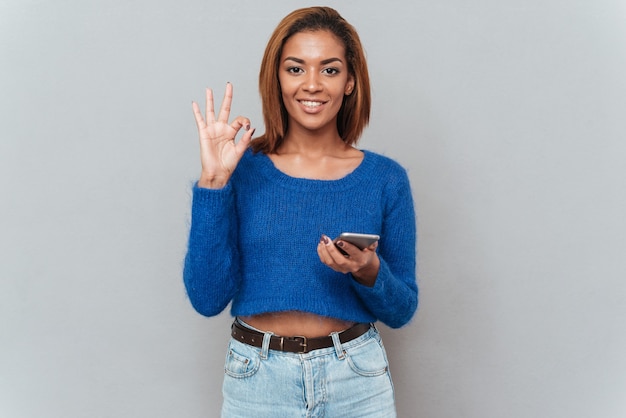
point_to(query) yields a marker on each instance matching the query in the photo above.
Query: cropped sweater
(254, 242)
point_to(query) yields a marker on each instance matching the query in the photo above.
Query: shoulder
(383, 164)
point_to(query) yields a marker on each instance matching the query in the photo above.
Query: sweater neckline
(271, 173)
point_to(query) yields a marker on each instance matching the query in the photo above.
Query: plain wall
(509, 116)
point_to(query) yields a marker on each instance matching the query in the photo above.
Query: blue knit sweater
(254, 242)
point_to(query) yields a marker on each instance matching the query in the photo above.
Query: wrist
(368, 274)
(212, 182)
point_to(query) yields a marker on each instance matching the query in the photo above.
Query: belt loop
(266, 345)
(337, 345)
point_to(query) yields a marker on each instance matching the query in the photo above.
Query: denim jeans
(349, 380)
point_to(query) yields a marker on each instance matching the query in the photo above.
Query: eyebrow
(323, 62)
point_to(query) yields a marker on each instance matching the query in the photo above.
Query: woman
(263, 215)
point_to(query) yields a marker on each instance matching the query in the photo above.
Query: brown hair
(354, 114)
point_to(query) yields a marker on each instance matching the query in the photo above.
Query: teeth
(311, 104)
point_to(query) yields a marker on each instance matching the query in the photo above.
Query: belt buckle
(301, 340)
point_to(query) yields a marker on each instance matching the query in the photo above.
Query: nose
(312, 82)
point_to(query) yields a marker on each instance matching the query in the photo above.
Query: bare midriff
(296, 323)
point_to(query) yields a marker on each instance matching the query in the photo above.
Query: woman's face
(313, 76)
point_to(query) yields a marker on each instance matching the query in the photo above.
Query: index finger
(225, 107)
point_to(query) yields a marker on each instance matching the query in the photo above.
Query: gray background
(509, 116)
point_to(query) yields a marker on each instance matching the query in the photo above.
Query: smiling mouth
(310, 103)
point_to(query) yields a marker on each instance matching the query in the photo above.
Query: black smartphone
(359, 240)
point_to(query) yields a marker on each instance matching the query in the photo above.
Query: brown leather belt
(295, 344)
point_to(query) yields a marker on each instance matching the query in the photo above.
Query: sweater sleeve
(211, 270)
(393, 298)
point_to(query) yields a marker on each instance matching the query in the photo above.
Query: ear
(349, 86)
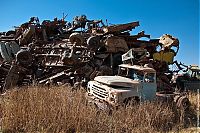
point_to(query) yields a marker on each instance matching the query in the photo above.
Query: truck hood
(116, 81)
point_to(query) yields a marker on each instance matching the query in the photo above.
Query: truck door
(149, 86)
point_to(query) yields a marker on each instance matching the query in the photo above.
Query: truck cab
(132, 82)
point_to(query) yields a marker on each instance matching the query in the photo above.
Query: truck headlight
(113, 97)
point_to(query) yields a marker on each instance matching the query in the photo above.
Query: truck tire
(10, 32)
(131, 101)
(165, 96)
(76, 38)
(93, 42)
(3, 51)
(182, 102)
(24, 58)
(14, 47)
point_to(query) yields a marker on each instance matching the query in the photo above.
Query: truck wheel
(182, 102)
(24, 58)
(93, 42)
(131, 101)
(4, 52)
(76, 38)
(10, 32)
(165, 96)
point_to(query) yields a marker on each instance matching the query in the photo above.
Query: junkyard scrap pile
(61, 52)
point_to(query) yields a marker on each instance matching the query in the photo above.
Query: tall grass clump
(59, 109)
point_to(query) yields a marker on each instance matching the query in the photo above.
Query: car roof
(137, 67)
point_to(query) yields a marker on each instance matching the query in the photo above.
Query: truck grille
(99, 92)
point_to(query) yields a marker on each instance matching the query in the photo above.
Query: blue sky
(157, 17)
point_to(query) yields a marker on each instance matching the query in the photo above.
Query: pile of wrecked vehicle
(89, 53)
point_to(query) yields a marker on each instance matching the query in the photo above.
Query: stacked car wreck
(61, 52)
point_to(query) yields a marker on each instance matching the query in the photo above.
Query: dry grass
(58, 109)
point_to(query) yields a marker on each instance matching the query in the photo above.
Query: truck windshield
(131, 73)
(136, 75)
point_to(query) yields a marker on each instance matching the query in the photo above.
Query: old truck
(133, 83)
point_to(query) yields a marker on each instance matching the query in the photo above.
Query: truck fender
(14, 47)
(76, 38)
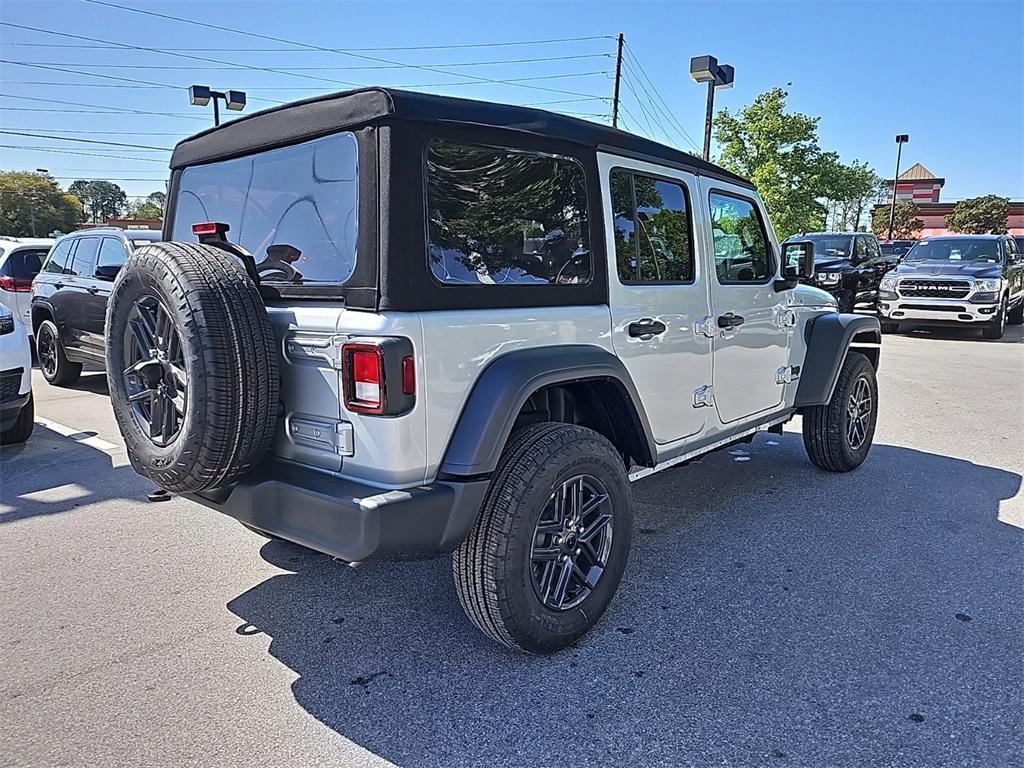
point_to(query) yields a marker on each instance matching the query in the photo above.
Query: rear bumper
(10, 409)
(349, 520)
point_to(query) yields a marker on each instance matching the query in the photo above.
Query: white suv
(415, 324)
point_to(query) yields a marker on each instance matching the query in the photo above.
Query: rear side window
(84, 263)
(653, 233)
(505, 217)
(25, 262)
(742, 251)
(112, 253)
(59, 258)
(295, 209)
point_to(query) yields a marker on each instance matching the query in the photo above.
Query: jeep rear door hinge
(705, 327)
(704, 396)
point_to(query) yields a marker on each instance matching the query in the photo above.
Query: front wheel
(997, 326)
(550, 546)
(57, 370)
(838, 435)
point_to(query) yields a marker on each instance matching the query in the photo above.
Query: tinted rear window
(295, 209)
(506, 217)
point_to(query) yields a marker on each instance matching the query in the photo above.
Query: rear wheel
(550, 546)
(838, 435)
(20, 430)
(57, 370)
(997, 326)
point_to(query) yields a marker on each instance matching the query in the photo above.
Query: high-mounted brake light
(207, 228)
(379, 376)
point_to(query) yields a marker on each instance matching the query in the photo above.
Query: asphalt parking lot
(771, 613)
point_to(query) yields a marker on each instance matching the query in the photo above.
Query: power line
(109, 110)
(300, 49)
(86, 140)
(664, 108)
(84, 154)
(322, 69)
(235, 31)
(134, 81)
(145, 84)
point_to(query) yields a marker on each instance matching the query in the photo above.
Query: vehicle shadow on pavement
(771, 613)
(1013, 334)
(51, 474)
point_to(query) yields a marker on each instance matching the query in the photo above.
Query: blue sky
(950, 74)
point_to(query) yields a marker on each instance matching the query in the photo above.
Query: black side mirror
(798, 259)
(108, 271)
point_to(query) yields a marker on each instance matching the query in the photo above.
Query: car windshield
(960, 249)
(834, 246)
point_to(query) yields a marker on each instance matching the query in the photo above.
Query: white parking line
(78, 435)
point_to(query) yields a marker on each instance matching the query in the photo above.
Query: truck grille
(935, 289)
(10, 382)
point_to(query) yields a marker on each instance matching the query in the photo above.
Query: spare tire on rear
(192, 366)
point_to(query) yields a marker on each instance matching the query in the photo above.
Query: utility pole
(619, 78)
(901, 138)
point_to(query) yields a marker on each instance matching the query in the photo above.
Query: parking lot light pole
(708, 70)
(901, 138)
(201, 95)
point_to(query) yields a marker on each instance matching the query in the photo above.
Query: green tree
(32, 204)
(779, 153)
(905, 221)
(102, 200)
(980, 215)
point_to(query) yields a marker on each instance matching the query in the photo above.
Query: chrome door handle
(646, 328)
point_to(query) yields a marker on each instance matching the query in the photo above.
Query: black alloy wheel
(155, 375)
(571, 543)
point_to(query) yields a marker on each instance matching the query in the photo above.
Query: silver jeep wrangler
(391, 325)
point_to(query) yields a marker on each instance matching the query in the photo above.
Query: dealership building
(920, 185)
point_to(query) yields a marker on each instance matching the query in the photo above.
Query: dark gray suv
(70, 294)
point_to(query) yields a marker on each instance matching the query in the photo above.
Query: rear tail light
(379, 376)
(16, 285)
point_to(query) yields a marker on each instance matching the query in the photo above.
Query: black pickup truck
(849, 265)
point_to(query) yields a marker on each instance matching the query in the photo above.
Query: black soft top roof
(335, 112)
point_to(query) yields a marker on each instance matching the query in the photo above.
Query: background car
(896, 248)
(19, 262)
(849, 266)
(70, 294)
(16, 411)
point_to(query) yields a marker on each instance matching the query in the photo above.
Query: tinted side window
(84, 262)
(59, 256)
(25, 263)
(294, 208)
(499, 216)
(742, 252)
(653, 242)
(112, 253)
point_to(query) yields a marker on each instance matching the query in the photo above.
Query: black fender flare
(507, 383)
(828, 339)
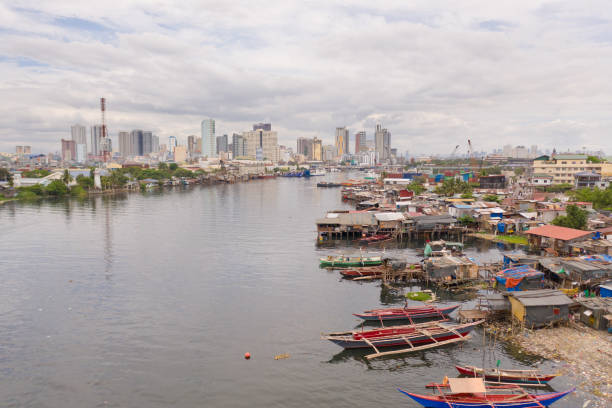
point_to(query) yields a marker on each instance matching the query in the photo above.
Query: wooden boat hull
(526, 378)
(406, 313)
(398, 336)
(488, 401)
(351, 262)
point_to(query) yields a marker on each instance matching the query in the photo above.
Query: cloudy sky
(435, 73)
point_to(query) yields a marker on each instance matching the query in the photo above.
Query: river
(152, 299)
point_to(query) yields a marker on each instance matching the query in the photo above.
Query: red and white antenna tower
(104, 142)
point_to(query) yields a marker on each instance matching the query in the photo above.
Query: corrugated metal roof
(562, 233)
(389, 216)
(542, 297)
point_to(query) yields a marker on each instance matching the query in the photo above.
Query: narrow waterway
(152, 299)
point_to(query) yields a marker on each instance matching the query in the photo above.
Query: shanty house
(536, 308)
(558, 238)
(451, 268)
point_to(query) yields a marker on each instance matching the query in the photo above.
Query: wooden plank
(417, 348)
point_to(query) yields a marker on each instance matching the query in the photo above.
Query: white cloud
(434, 73)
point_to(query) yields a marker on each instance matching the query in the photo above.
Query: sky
(435, 73)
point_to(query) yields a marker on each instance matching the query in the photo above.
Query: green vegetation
(38, 173)
(415, 187)
(490, 171)
(452, 186)
(6, 175)
(513, 239)
(492, 198)
(559, 188)
(601, 199)
(466, 219)
(576, 218)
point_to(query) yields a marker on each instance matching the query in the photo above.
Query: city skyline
(313, 77)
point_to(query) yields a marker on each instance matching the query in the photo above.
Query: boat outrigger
(416, 336)
(346, 261)
(472, 393)
(526, 377)
(407, 313)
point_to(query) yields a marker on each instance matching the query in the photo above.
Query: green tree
(492, 198)
(576, 218)
(57, 188)
(66, 178)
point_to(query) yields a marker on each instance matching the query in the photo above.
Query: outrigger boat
(375, 238)
(416, 336)
(368, 271)
(346, 261)
(472, 393)
(406, 313)
(528, 377)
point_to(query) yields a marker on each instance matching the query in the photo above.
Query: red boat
(406, 313)
(374, 271)
(533, 377)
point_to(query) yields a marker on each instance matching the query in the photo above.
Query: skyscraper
(95, 138)
(209, 141)
(68, 150)
(222, 144)
(266, 140)
(171, 144)
(191, 143)
(125, 144)
(342, 140)
(382, 140)
(304, 147)
(360, 142)
(238, 146)
(262, 126)
(78, 133)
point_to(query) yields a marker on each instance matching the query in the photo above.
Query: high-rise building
(342, 140)
(21, 150)
(68, 150)
(209, 141)
(125, 144)
(95, 139)
(267, 140)
(317, 149)
(171, 144)
(78, 133)
(147, 142)
(382, 141)
(305, 147)
(262, 126)
(239, 148)
(360, 142)
(180, 153)
(191, 144)
(222, 144)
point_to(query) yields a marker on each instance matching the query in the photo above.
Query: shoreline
(586, 352)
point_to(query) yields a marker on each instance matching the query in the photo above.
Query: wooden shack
(537, 308)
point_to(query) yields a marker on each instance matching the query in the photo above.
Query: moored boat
(407, 313)
(413, 335)
(375, 238)
(486, 400)
(347, 261)
(507, 376)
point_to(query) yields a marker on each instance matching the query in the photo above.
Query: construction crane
(454, 151)
(104, 140)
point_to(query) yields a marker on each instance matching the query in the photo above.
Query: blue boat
(486, 400)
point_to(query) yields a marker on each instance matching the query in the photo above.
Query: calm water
(151, 300)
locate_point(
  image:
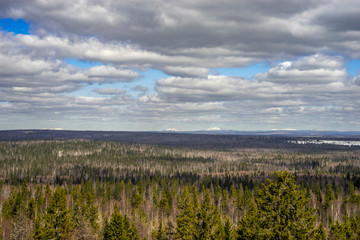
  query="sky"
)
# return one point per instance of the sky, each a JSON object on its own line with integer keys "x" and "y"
{"x": 153, "y": 65}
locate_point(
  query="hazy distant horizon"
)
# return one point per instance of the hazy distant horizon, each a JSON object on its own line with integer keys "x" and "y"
{"x": 190, "y": 66}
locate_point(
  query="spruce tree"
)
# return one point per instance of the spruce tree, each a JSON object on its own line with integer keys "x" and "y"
{"x": 186, "y": 216}
{"x": 281, "y": 211}
{"x": 207, "y": 218}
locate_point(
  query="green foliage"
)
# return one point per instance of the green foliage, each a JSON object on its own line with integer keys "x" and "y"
{"x": 119, "y": 227}
{"x": 185, "y": 220}
{"x": 206, "y": 219}
{"x": 57, "y": 220}
{"x": 282, "y": 211}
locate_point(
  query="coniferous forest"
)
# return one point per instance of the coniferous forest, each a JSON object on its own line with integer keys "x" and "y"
{"x": 86, "y": 189}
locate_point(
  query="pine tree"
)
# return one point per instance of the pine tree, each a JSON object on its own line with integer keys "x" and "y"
{"x": 57, "y": 219}
{"x": 119, "y": 228}
{"x": 185, "y": 218}
{"x": 228, "y": 234}
{"x": 207, "y": 218}
{"x": 281, "y": 211}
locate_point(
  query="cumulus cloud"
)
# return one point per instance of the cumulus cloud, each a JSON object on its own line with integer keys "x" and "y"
{"x": 109, "y": 91}
{"x": 309, "y": 70}
{"x": 186, "y": 40}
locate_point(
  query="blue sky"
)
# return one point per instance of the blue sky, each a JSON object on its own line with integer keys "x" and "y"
{"x": 122, "y": 66}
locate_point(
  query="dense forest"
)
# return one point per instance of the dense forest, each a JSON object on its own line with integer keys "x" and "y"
{"x": 88, "y": 189}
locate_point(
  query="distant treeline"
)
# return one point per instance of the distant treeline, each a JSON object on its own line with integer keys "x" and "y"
{"x": 199, "y": 141}
{"x": 87, "y": 189}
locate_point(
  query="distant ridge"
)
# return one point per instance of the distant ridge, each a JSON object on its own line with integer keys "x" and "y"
{"x": 301, "y": 133}
{"x": 221, "y": 139}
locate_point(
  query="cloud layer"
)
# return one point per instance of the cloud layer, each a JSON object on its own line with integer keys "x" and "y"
{"x": 305, "y": 43}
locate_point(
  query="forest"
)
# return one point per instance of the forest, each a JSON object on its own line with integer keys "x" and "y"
{"x": 105, "y": 189}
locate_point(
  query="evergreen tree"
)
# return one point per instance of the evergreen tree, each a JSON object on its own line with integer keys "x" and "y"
{"x": 282, "y": 211}
{"x": 119, "y": 228}
{"x": 206, "y": 219}
{"x": 228, "y": 234}
{"x": 185, "y": 219}
{"x": 57, "y": 219}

● ● ● ●

Your goal
The range runs from the line with "# return one point per instance of the pine" to the last line of the entries above, both included. Restate it word for word.

Answer to this task
# return one point per instance of the pine tree, each a JSON object on its own line with integer keys "x" and "y"
{"x": 57, "y": 219}
{"x": 119, "y": 228}
{"x": 185, "y": 218}
{"x": 228, "y": 234}
{"x": 207, "y": 218}
{"x": 281, "y": 211}
locate_point(
  query="cumulus cloud"
)
# return one point per instance of the cumulus cloud, each a JSON object on its own line with integer keys "x" and "y"
{"x": 109, "y": 91}
{"x": 309, "y": 70}
{"x": 186, "y": 40}
locate_point(
  query="blue sky"
)
# return one point per instance of the blue sky, each a JSON object on its own line with integer keys "x" and "y"
{"x": 122, "y": 66}
locate_point(
  query="dense forest"
)
# return one point per instance of the dense forest, each a JSON object on its own line with integer keys "x" and "y"
{"x": 88, "y": 189}
locate_point(
  query="distant treeline"
)
# return one point per instance of the distant treeline, each a JSON object on its own line with integer keys "x" and "y"
{"x": 199, "y": 141}
{"x": 87, "y": 189}
locate_point(
  query="distant ridge"
)
# return one point per instance of the distant ridge, each a JSON object on its own line with integer keys "x" and "y"
{"x": 301, "y": 133}
{"x": 221, "y": 139}
locate_point(
  query="cloud layer"
)
# return one point per instance of the cloud layer, each a JSON object on its own line with integer keys "x" and "y"
{"x": 305, "y": 43}
locate_point(
  query="forest"
)
# return one point per instance of the forest, each a JSON object on its own line with integer keys "x" and "y"
{"x": 105, "y": 189}
locate_point(
  query="evergreen tree"
)
# return one point per instance of the evergreen tree, each a JSON object on its own line with integer keys "x" and "y"
{"x": 282, "y": 211}
{"x": 119, "y": 228}
{"x": 206, "y": 219}
{"x": 228, "y": 234}
{"x": 185, "y": 219}
{"x": 57, "y": 219}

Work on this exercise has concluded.